▶ Some records:
***

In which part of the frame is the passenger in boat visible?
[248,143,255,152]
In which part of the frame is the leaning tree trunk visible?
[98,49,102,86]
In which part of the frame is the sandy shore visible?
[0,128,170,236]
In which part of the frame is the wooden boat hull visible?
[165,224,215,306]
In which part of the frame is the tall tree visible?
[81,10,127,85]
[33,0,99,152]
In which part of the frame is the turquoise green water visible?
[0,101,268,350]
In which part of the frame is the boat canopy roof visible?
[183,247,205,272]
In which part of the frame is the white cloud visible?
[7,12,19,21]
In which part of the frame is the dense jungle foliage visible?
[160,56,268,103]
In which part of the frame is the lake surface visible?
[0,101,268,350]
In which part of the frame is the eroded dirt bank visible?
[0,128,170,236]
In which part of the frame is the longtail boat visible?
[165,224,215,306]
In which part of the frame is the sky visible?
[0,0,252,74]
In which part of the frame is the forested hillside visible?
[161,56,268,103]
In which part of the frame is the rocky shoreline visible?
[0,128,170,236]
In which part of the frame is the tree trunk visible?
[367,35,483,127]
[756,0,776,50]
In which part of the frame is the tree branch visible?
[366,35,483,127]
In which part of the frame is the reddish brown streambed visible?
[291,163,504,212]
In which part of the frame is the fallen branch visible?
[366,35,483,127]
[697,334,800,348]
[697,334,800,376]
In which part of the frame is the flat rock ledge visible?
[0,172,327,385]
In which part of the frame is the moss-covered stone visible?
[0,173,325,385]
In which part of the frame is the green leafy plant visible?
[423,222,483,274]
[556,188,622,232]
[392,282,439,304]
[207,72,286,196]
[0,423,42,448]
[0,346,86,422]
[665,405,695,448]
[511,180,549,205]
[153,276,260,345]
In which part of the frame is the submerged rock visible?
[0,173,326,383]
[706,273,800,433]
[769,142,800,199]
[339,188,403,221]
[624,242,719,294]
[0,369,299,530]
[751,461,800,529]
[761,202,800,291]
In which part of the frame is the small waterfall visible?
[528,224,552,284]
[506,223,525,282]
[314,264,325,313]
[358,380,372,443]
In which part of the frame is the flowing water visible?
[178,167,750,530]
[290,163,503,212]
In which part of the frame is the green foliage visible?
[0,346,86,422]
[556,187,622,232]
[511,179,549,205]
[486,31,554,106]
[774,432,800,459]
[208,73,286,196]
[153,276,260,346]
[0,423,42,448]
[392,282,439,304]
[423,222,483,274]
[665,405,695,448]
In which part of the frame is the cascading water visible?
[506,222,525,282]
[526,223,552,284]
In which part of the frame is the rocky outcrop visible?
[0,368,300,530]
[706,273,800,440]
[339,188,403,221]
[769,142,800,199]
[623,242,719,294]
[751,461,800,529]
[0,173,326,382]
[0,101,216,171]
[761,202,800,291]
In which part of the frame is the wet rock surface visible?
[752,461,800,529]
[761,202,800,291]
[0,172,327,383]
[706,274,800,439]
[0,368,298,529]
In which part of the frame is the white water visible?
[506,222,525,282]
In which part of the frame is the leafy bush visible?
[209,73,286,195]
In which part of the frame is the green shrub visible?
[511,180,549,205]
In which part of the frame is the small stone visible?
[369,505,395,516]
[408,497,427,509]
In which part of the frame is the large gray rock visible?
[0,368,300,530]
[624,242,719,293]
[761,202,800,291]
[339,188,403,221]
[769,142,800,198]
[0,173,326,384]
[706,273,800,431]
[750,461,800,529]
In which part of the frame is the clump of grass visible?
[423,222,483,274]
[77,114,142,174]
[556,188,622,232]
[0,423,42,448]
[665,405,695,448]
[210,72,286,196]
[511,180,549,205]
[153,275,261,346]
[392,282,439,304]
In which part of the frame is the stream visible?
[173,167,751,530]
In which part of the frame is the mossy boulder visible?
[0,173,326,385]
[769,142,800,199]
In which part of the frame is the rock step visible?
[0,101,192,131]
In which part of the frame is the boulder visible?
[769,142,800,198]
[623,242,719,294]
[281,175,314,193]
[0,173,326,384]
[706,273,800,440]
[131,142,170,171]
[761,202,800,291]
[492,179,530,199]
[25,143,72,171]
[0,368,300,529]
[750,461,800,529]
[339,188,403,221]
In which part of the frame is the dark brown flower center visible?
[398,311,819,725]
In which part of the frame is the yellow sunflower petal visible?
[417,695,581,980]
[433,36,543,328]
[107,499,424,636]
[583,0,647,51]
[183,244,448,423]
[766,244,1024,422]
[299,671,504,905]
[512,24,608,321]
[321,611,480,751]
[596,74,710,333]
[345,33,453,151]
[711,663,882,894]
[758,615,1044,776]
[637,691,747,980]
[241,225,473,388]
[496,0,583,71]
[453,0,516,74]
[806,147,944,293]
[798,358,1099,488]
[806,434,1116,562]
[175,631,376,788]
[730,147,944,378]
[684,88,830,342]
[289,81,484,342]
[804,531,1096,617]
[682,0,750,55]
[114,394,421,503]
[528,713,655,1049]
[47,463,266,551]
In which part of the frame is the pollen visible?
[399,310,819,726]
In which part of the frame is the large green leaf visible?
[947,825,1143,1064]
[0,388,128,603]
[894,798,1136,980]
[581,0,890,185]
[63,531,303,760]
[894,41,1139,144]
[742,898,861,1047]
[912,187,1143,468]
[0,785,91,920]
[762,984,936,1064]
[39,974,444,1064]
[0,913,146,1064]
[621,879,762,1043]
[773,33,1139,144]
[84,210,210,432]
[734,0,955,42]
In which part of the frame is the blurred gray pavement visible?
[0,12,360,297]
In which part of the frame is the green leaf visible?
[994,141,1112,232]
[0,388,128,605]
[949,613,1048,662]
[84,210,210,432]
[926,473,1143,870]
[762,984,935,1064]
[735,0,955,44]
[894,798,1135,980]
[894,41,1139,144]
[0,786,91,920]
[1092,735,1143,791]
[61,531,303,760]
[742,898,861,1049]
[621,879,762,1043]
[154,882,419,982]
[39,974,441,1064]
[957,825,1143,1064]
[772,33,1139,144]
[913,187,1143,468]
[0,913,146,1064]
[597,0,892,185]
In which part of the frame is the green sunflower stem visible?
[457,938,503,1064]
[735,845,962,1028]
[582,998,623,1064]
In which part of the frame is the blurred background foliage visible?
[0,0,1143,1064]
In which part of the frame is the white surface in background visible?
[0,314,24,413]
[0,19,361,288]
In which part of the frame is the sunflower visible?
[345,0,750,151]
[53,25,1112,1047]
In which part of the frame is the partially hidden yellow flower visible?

***

Render the part of the records that opens with the line containing "In which part of the frame is the yellow" and closes with the line containing "[241,225,473,388]", both included, as a Markdown table with the columns "Row" and "Line". Give each line its row number, and omit blank lines.

| Row | Line |
|---|---|
| 1 | In which part of the frame is the yellow sunflower petal visible? |
| 2 | [417,695,581,980] |
| 3 | [433,36,543,328] |
| 4 | [107,499,424,636] |
| 5 | [583,0,647,51] |
| 6 | [183,244,448,423] |
| 7 | [766,244,1024,422] |
| 8 | [299,671,504,905] |
| 9 | [512,24,608,321] |
| 10 | [321,611,480,751] |
| 11 | [596,74,710,333] |
| 12 | [345,33,453,151] |
| 13 | [711,663,882,894] |
| 14 | [758,615,1044,776] |
| 15 | [637,691,747,980] |
| 16 | [241,225,473,388] |